Reading passage:
But the terms of your mortgage — like those of other bonds — are fixed in the original agreement. That’s also why — even if your lender goes broke — you’re still on the hook to pay it back to who ever buys it.
There is one way the mortgage mess could create headaches for borrowers in good standing. Back in the days when lenders held onto the mortgages they wrote, you could be fairly sure the lender you borrowed from would be the lender you would deal with over the life of the loan. With mortgages now routinely changing hands, that’s no longer the case.
So you may not get the same level of customer service from the buyer of your loan that you know and expect from the good folks at Main Street Bank and Trust that wrote the original loan. In some cases, the company “servicing” your mortgage — collecting your checks, managing your escrow account — may not even be the same company that owns your loan. If the company providing this service gets into trouble, the quality of that service could be affected: monthly payments not applied properly, escrow payments on your behalf like taxes and insurance not made promptly, etc.
Unfortunately, you can’t choose who owns or services your loan. If your loan servicing company mismanages your payments, you may be able to get help from the consumer affairs department of your state banking department or attorney general’s office. Chances are, if you’re having trouble, so are other customers.
Reading through the Retirement Planning article, I am reminded of an online retiree medical cost exercise I recently completed at a well known investment Co. web site. In summary, the calculator for total out of pocket medical cost outlay (husband/wife age 60, retiring at 63 and living to 89) came to $550,000. Even bare bones retirement will be out of reach for many. I think the boomers will be wearing the Home Depot orange aprons until they literally drop.
-- R. M. Wheaton, Ill.

Dataset extract:
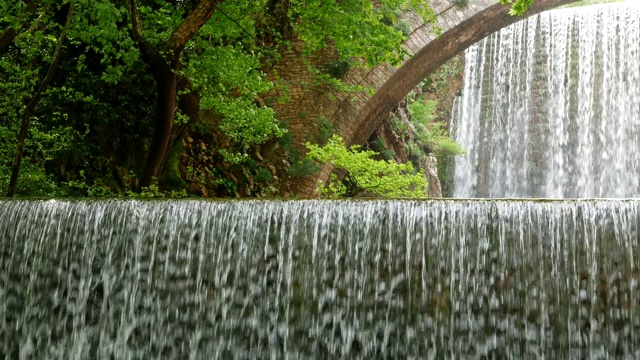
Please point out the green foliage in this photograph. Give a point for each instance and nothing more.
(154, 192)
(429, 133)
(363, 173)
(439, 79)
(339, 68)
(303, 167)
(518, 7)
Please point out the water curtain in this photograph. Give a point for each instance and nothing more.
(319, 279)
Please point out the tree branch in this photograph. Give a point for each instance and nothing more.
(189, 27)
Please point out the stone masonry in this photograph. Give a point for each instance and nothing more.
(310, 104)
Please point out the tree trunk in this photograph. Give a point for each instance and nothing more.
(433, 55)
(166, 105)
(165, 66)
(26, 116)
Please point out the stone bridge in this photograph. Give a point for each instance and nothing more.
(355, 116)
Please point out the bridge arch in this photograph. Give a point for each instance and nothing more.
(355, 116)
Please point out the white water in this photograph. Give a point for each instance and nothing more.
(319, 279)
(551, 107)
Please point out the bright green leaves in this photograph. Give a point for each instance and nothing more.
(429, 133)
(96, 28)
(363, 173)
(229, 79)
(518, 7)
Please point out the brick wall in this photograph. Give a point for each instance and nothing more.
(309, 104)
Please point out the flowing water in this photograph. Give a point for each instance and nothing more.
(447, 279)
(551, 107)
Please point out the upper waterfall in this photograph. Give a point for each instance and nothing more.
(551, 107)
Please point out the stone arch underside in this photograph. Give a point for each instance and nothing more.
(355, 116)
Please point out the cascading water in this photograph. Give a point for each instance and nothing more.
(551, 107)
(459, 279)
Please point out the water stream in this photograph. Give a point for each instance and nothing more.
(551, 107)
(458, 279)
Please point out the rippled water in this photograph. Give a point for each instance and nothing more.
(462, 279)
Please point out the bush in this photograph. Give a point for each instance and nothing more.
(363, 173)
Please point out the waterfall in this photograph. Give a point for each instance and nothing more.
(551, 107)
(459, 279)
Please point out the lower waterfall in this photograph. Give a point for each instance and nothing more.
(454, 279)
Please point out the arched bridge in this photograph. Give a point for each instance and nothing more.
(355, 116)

==

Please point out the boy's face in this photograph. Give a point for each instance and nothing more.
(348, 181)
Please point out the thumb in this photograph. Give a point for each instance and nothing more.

--

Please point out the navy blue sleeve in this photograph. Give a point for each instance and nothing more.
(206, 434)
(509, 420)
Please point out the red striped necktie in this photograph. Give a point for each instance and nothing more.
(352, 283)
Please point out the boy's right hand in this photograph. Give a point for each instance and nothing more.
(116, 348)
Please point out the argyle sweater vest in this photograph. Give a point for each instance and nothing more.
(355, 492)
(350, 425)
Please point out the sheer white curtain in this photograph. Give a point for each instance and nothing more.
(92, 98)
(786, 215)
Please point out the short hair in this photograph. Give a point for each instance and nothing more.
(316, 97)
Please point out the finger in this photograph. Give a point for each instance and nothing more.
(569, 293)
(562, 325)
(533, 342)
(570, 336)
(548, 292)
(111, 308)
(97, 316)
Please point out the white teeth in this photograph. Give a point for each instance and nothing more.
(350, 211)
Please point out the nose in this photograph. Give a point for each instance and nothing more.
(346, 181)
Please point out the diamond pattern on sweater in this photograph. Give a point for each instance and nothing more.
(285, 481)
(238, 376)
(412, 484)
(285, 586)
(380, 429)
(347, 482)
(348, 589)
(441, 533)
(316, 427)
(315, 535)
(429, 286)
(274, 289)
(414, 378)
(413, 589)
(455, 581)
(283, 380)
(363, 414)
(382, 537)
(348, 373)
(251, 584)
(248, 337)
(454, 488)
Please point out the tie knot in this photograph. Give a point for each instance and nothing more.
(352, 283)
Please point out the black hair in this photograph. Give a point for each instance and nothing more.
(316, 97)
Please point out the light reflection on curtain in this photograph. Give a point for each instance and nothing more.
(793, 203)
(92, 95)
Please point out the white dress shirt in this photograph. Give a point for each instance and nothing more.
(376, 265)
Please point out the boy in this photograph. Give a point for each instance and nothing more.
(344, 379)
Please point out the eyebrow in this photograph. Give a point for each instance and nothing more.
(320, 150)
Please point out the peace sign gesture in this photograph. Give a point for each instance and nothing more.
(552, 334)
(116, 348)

Exercise requirements:
• A. Answer these questions from the mortgage passage:
(i) What two tasks does the passage give as examples of "servicing" a mortgage?
(ii) Where may a borrower get help if the loan servicing company mismanages payments?
(iii) What total out-of-pocket medical cost did the calculator produce?
• B. For each statement, say whether it agrees with the mortgage passage, and quote the words that decide it.
(i) If your lender goes broke, you no longer have to repay the mortgage.
(ii) Borrowers can pick the company that services their loan.
(iii) The company servicing a mortgage may be different from the company that owns it.
• C. Rewrite the paragraph of the mortgage passage that begins "So you may not get the same level" as a short list, keeping its main facts.
The listing was drawn from a different source than the mortgage passage.

Answers:
• A.
(i) Collecting your checks and managing your escrow account.
(ii) The consumer affairs department of the state banking department or the attorney general's office.
(iii) $550,000.

• B.
(i) No. "even if your lender goes broke — you’re still on the hook to pay it back to who ever buys it."
(ii) No. "Unfortunately, you can’t choose who owns or services your loan."
(iii) Yes. "may not even be the same company that owns your loan."

• C.
- The buyer of your loan may not give the same customer service as the bank that wrote it.
- The company servicing your mortgage may not be the company that owns it. Servicing means collecting checks and managing escrow.
- If the servicer gets into trouble, its service may suffer. Monthly payments may be applied wrongly, or escrow payments such as taxes and insurance may be late.